- [Work task] From the entries below, tally the lines with "forested" in them and reply with that figure only.
--- Records shown Enclosed Below ---
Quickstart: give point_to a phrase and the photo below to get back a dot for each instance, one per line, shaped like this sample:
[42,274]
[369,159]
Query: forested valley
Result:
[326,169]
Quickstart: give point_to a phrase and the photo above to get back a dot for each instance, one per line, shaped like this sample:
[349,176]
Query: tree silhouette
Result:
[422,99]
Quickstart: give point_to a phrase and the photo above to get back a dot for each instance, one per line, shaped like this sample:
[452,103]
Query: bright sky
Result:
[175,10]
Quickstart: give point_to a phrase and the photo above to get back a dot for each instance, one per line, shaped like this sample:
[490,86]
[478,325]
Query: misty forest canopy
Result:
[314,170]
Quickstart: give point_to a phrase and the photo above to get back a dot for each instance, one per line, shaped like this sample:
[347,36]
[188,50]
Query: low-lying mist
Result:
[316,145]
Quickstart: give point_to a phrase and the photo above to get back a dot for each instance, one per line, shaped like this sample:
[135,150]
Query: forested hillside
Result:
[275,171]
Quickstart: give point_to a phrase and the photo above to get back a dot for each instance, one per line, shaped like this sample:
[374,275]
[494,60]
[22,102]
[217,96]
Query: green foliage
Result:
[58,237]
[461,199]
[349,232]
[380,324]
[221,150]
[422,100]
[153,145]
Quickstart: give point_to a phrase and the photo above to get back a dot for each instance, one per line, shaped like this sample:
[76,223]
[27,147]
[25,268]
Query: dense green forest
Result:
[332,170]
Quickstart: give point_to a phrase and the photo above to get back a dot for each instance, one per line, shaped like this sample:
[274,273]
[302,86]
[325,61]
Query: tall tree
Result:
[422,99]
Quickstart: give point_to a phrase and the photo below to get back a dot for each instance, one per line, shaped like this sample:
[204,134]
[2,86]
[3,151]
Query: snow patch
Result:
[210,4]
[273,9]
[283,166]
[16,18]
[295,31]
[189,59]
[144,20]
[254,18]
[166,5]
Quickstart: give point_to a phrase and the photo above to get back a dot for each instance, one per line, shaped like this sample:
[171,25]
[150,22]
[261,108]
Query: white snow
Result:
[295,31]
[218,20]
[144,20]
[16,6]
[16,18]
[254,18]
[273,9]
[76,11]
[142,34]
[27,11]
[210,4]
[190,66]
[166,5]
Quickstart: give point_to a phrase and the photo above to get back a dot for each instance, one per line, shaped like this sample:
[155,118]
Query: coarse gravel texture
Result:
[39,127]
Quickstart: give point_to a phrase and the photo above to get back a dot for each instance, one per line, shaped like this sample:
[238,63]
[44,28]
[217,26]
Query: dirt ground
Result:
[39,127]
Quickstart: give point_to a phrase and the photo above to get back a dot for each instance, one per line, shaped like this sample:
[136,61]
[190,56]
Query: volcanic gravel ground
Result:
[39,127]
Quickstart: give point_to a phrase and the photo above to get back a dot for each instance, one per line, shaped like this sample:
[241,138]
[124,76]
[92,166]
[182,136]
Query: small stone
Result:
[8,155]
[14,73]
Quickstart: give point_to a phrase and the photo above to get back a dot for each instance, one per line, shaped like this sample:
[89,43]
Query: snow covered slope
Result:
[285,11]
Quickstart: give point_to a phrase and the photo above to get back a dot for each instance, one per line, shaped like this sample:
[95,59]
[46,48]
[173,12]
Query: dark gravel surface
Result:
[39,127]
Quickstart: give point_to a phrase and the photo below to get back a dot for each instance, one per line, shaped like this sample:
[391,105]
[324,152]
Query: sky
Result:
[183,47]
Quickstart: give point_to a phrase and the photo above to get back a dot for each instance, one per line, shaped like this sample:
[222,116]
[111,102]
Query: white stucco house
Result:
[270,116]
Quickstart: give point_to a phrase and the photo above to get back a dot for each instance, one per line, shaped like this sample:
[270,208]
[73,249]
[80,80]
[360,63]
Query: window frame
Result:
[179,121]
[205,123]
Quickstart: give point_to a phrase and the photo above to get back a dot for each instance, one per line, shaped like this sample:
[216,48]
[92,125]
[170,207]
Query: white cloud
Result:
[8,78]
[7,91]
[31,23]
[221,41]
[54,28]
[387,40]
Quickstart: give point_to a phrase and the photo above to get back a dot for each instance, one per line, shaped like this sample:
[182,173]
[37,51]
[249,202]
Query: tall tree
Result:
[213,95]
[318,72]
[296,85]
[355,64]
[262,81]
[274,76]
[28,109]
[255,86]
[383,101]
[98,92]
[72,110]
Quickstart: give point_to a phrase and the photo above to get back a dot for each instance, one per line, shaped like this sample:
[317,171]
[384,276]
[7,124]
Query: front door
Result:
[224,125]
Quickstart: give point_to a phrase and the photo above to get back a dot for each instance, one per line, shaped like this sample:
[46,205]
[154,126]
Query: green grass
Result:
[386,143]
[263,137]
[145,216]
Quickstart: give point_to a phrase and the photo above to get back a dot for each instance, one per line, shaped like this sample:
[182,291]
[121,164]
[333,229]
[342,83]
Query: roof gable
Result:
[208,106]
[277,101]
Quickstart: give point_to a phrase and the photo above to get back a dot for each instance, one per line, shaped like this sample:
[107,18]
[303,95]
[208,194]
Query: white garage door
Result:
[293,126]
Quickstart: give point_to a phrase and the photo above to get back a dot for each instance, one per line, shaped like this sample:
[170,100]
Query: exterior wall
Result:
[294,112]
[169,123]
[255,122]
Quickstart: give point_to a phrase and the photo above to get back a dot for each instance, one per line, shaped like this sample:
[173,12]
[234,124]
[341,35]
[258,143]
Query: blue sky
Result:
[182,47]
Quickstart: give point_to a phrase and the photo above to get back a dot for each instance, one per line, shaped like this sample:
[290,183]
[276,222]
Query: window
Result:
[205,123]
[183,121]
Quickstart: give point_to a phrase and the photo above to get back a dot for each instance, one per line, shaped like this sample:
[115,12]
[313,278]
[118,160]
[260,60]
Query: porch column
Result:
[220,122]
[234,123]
--- End of Enclosed Records shown ---
- [Result of the task] 2